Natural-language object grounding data

Start of Block

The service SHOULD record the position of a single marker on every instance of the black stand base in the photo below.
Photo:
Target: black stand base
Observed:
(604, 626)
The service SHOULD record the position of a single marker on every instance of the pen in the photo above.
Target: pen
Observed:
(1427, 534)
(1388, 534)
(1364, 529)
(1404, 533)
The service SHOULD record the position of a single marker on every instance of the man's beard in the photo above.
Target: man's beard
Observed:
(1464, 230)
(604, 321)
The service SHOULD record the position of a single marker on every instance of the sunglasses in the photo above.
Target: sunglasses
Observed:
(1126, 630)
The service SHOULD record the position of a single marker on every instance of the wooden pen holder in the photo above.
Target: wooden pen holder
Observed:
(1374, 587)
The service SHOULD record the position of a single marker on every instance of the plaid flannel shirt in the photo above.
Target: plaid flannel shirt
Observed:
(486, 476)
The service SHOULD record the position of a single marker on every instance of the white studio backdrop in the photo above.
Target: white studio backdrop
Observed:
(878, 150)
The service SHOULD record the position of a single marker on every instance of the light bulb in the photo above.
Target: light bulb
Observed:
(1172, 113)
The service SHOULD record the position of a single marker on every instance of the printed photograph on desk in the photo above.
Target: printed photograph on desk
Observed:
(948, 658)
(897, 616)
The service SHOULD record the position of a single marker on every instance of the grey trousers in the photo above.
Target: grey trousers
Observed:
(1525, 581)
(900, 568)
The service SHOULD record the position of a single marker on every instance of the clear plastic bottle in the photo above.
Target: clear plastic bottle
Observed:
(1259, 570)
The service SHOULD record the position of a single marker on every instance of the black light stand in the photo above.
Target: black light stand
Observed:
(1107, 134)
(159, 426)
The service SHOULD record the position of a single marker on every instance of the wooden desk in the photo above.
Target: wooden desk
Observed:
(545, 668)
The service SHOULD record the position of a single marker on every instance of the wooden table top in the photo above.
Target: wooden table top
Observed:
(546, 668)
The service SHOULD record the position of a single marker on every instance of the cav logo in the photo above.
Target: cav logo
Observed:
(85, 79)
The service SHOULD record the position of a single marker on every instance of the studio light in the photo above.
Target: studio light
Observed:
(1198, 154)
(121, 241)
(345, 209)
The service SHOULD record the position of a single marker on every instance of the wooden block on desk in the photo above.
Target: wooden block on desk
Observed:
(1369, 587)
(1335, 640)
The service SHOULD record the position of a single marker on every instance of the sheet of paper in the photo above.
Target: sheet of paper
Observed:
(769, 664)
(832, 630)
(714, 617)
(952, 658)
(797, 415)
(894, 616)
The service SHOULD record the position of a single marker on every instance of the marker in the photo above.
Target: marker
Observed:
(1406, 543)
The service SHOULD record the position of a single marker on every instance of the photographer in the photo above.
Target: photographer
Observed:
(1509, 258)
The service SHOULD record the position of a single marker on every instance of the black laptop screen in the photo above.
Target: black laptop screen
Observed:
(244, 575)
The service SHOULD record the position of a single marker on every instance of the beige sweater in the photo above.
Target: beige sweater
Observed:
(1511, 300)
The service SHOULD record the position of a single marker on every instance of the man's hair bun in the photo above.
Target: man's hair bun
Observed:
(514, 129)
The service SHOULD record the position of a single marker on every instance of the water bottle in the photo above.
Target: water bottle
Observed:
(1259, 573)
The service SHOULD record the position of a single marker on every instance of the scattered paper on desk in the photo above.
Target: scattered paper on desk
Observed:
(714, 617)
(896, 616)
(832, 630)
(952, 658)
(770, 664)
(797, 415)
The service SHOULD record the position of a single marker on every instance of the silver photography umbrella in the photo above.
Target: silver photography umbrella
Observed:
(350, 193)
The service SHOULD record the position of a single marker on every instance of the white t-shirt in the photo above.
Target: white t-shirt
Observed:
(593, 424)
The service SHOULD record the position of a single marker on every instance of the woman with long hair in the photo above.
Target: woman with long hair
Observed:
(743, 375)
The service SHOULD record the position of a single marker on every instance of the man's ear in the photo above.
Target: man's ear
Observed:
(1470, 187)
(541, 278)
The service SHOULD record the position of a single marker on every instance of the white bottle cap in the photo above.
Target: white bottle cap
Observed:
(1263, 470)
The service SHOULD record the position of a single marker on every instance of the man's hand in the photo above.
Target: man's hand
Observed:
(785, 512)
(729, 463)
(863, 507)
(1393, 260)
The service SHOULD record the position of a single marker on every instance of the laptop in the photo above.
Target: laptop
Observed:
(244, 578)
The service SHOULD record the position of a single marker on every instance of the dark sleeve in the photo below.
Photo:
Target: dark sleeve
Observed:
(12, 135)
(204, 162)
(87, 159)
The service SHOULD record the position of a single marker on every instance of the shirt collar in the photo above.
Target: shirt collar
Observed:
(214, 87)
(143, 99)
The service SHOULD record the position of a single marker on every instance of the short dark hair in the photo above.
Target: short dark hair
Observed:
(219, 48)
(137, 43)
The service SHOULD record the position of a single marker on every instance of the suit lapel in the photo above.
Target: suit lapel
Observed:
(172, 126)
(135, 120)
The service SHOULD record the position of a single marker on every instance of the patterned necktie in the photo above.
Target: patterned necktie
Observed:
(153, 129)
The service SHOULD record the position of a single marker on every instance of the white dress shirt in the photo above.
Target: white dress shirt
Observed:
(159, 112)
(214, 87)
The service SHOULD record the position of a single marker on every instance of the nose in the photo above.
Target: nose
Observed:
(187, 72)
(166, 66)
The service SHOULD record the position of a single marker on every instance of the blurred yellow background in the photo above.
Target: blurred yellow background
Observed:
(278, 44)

End of Block

Which lines in the records above contain the word "beard"? Return each of them.

The service SHOULD record the position of a single marker on every instance of the man's beard in the photo above.
Target: man's beard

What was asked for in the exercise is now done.